**Problems:**
A - In two sentences, how would you summarize the X-Carve article below?
B - In the X-Carve article below, what kind of spindle comes in the stock arrangement?
C - Carry the X-Carve article below forward, writing the next part after its final sentence.
==== Document section
When it comes to small CNC carving machines for hackerspaces and extremely well-equipped garages, the Shapeoko, or something like it, has been the default machine. It’s dead simple – a Dremel attached to linear rails – and is useful for everything from milling PCBs to routing complex woodworking project to plotting designs with a pen. Now, [Bart Dring], the guy behind the Buildlog.net lasers and Inventables have teamed up to create the next generation of carving machines. It’s called the X-Carve, and while it’s fully compatible with the Shapeoko 2, it adds a few improvements that make for a much better machine.

The X-Carve does away with the Dremel-based spindle and replaces it with something that can produce torque. There’s a 24VDC spindle in the stock arrangement that will give you speed control through Gcode. There is, of course, adapters to fit the Dewalt and Bosch routers most commonly used in these types of machines.
========
==== Dataset extract
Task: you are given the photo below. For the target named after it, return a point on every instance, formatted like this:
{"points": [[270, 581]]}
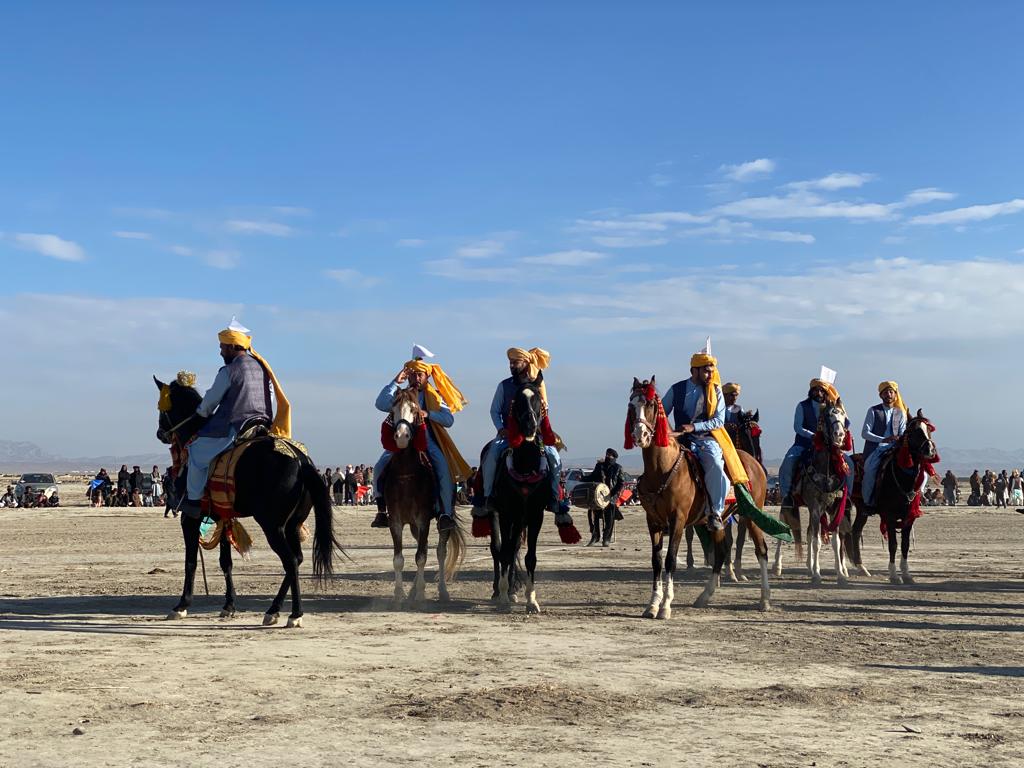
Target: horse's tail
{"points": [[325, 540], [456, 549]]}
========
**Results for the exercise:**
A - The X-Carve, a next-generation carving machine from Bart Dring and Inventables, is fully compatible with the Shapeoko 2, the longtime default small CNC carver built from a Dremel on linear rails, but adds improvements that make it a much better machine. Chief among them, it replaces the Dremel with a 24VDC spindle that gives speed control through Gcode, and adapters are available for the Dewalt and Bosch routers commonly used in such machines.

B - A 24VDC spindle.

C -
As far as the gantry goes, the X and Y axes are makerslide; no change there. The Z axis leadscrew has an optional upgrade to Acme threaded rod, an improvement over the M8 threaded rod found in just about every other DIY machine kit. The entire machine is basically all the upgrades a Shapeoko should have, with stronger corners, NEMA 23 motors, and increased rigidity.

There are a few versions of the X-Carve, ranging from an upgrade kit to the Shapeoko 2 to a fully loaded kit with a square meter of machine space. The big, high-end kit ships for around $1250, but a smaller kit with 500mm rails, NEMA 17s, and threaded rod lead screw is available for around $800.

[Bart] and [Zach], the founder of Inventables sat down and shot a video going over all the features of the X-Carve. You can check that out below.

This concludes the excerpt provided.